**** RECORDS FOR PROCESSING ****

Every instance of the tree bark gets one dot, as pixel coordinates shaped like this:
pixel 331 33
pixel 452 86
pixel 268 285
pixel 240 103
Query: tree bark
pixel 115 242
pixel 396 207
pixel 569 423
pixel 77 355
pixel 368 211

****

_WHAT YOU WILL DO_
Begin with the line that contains "pixel 331 33" and print each line exactly until the data ends, including the last line.

_EXERCISE SOLUTION_
pixel 331 33
pixel 452 86
pixel 268 285
pixel 240 103
Query: tree bark
pixel 115 242
pixel 396 207
pixel 569 423
pixel 77 355
pixel 368 211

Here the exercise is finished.